**Work instruction**. Although the data below holds other lines too, output only those from the line with "box: [263, 610, 1191, 875]" up to and including the line with "603L311 635L266 771L310", exactly as they appear.

**Records supplied**.
##############################

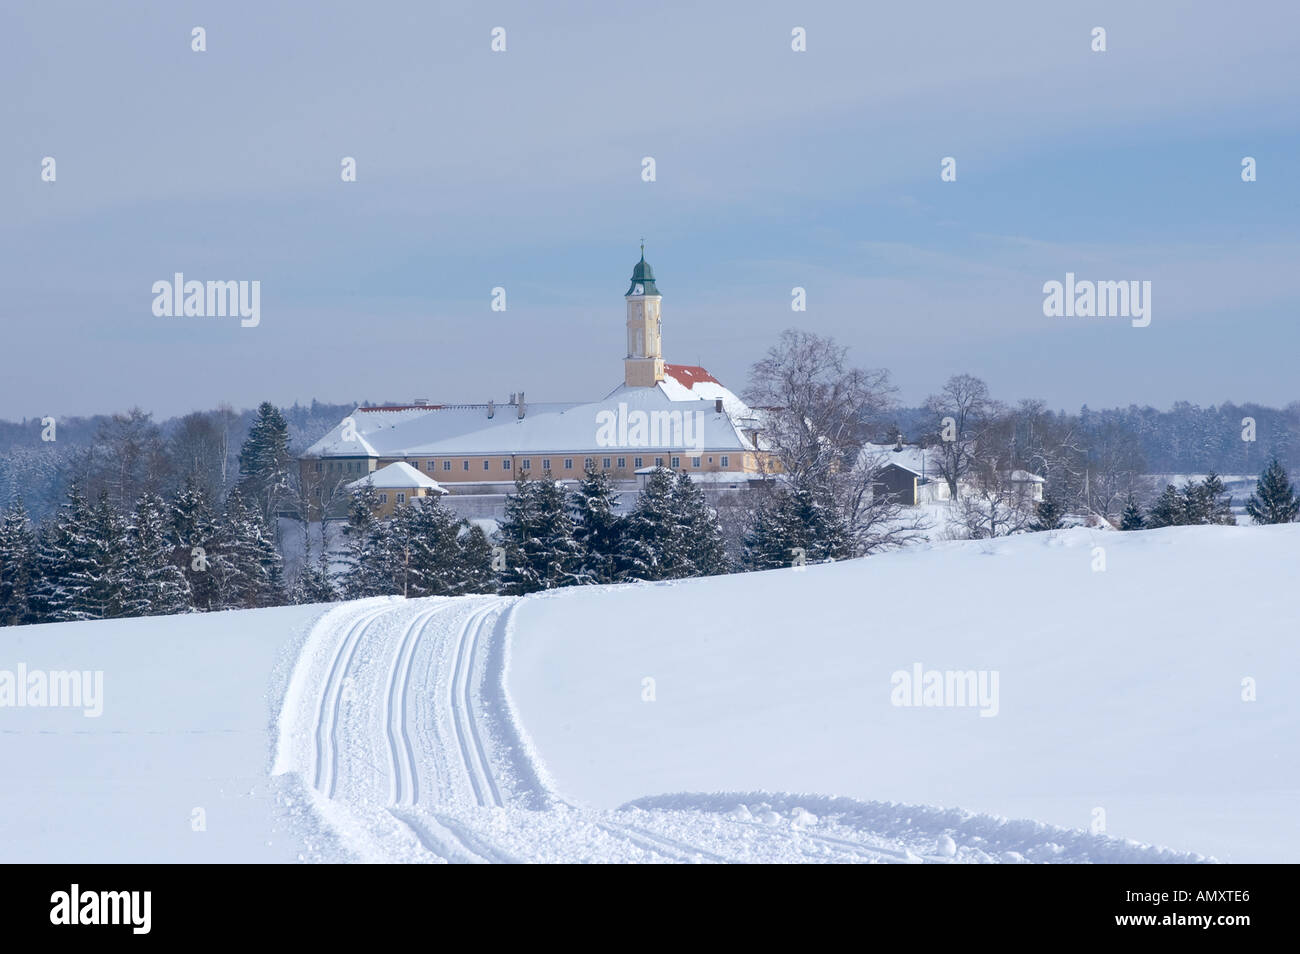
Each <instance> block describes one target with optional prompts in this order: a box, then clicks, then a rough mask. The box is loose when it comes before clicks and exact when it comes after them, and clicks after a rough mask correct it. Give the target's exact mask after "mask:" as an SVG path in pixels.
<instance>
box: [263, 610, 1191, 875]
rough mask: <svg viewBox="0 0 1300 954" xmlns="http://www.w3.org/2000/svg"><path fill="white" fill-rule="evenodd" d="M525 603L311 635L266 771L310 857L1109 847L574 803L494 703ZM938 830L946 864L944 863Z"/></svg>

##############################

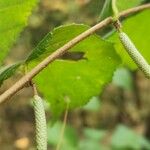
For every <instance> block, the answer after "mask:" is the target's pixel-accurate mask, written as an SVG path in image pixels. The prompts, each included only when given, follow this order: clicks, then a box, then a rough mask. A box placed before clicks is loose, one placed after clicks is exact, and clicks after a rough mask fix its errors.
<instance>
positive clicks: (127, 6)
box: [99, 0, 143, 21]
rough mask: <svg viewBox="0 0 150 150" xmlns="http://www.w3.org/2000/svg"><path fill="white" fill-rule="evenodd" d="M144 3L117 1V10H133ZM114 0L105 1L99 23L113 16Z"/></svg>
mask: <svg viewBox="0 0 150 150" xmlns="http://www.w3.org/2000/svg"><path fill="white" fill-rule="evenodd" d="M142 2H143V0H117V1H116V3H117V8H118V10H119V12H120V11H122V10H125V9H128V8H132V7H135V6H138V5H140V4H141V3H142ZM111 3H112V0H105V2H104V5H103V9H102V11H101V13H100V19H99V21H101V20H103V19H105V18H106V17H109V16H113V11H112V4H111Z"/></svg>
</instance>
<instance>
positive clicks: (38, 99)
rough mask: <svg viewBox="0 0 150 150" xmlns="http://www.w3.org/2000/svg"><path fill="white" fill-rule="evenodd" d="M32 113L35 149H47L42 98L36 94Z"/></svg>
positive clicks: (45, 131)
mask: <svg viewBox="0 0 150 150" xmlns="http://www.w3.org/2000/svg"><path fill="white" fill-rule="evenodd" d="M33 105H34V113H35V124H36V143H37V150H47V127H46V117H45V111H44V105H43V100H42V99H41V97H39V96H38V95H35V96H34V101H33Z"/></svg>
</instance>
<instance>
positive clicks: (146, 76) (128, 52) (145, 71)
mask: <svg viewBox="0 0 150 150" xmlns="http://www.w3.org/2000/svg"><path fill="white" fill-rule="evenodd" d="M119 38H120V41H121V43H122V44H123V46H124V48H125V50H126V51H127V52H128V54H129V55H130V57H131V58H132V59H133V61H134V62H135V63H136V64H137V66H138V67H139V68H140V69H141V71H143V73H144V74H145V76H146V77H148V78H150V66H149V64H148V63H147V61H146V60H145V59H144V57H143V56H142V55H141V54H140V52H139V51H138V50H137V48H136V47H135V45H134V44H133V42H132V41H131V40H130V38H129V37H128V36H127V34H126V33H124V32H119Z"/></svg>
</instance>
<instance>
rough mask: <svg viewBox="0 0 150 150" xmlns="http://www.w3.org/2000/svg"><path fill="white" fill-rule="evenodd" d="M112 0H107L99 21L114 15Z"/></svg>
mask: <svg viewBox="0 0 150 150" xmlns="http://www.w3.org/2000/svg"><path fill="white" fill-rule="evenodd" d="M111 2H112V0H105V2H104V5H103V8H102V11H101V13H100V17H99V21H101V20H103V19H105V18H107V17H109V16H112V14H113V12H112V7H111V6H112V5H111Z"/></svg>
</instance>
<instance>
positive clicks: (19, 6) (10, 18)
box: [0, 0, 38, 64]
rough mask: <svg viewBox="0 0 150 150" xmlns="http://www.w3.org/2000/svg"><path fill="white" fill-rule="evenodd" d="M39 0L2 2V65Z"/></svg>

##############################

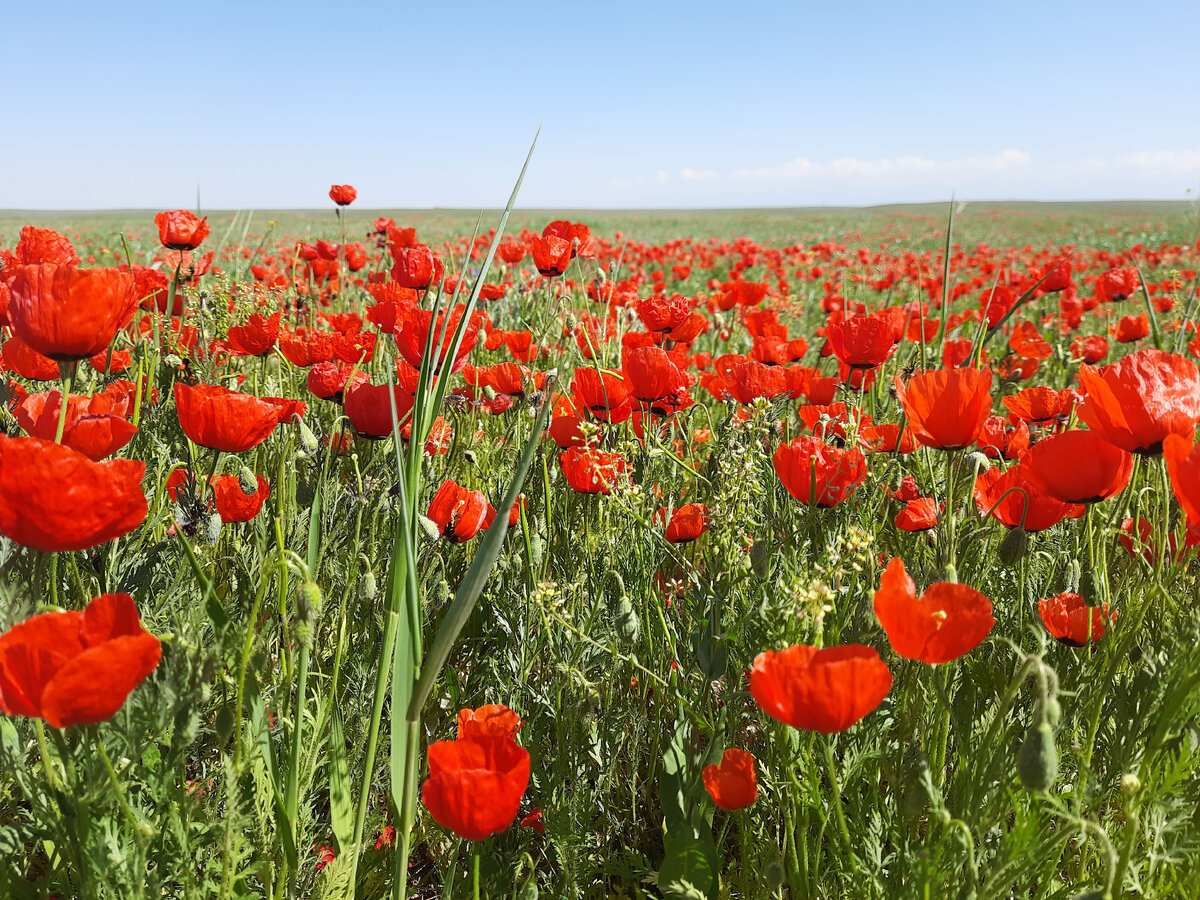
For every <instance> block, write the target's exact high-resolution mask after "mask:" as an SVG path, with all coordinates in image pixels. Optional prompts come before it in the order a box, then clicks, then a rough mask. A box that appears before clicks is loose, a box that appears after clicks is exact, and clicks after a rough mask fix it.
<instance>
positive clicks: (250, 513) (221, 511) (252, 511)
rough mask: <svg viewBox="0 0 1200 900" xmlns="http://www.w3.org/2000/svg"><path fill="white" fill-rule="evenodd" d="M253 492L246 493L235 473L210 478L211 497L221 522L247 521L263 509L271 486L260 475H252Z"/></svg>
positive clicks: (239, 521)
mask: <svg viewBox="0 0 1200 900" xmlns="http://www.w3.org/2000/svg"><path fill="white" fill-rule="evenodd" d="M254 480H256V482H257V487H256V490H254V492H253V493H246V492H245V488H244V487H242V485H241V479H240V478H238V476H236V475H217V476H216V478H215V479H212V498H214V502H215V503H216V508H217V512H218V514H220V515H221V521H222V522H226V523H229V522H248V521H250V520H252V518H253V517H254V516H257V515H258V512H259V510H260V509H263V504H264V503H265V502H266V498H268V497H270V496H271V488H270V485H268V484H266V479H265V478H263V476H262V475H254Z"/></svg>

##############################

**Response area**.
box: [263, 610, 1191, 875]
rough mask: <svg viewBox="0 0 1300 954" xmlns="http://www.w3.org/2000/svg"><path fill="white" fill-rule="evenodd" d="M525 603L311 635L266 771L310 857L1109 847L574 803L494 703ZM938 830L946 864L944 863Z"/></svg>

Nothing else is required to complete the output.